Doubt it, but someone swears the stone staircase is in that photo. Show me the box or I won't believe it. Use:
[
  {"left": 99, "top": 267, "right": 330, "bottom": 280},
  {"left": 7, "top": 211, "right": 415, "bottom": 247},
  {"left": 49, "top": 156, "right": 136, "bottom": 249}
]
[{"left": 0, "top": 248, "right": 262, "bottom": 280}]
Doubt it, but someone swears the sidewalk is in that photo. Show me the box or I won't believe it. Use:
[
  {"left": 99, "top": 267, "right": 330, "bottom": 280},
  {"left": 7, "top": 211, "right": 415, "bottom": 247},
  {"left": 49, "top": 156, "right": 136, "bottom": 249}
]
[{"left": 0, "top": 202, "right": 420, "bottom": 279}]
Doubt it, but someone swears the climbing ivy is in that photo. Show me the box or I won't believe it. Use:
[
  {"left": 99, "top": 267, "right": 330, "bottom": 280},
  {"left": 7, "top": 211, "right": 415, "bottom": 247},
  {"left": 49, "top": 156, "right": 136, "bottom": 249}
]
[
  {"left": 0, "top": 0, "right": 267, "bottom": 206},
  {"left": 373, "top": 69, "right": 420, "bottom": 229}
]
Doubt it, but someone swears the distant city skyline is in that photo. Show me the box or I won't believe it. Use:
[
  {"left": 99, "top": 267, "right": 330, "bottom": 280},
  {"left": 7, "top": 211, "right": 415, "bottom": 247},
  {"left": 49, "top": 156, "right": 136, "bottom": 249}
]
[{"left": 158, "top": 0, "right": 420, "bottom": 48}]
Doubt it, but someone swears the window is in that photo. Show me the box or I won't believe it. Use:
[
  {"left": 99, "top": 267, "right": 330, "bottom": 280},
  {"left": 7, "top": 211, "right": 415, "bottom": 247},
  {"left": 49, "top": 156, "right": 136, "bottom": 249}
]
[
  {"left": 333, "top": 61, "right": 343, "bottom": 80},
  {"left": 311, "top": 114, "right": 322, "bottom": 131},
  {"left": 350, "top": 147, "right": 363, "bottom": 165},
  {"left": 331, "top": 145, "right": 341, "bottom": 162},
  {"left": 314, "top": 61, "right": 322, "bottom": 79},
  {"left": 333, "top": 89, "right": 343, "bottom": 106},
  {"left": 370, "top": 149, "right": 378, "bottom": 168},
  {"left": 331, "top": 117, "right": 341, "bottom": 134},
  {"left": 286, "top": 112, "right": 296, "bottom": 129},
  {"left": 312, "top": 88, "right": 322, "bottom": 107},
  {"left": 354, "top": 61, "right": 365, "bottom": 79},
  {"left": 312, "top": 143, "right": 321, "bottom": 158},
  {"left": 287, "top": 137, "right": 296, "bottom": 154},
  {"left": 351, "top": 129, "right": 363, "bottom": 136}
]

- - -

Your goal: Count the lines of the material above that contain the string "Show" with matching case, and give only that number.

Solution to this problem: 5